> [Extracted records]:

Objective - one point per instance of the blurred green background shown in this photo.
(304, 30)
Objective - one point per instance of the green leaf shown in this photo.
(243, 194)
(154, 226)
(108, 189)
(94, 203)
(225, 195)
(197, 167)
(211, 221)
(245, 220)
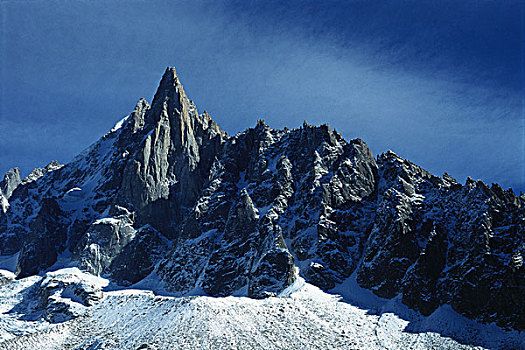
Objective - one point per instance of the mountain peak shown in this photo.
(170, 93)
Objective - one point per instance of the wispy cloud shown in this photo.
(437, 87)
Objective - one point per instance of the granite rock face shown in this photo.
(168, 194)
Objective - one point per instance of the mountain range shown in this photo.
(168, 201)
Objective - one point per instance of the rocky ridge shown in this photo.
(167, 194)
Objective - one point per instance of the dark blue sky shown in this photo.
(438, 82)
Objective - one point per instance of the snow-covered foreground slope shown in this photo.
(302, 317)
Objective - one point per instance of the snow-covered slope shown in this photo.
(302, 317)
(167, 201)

==

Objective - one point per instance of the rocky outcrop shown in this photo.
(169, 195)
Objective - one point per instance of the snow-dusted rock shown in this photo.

> [The task]: Copy the entries word for word, starting at the line containing "Objective - one point per instance of the rocky outcrop" and ending at the line containing "Objective - one point per instance of the snow-dusted", both included.

> [Reply to the exercise]:
Objective - one point per instance of the rocky outcrop shown in this photo.
(169, 195)
Objective - one point per instance of the snow-dusted rock shown in this photo.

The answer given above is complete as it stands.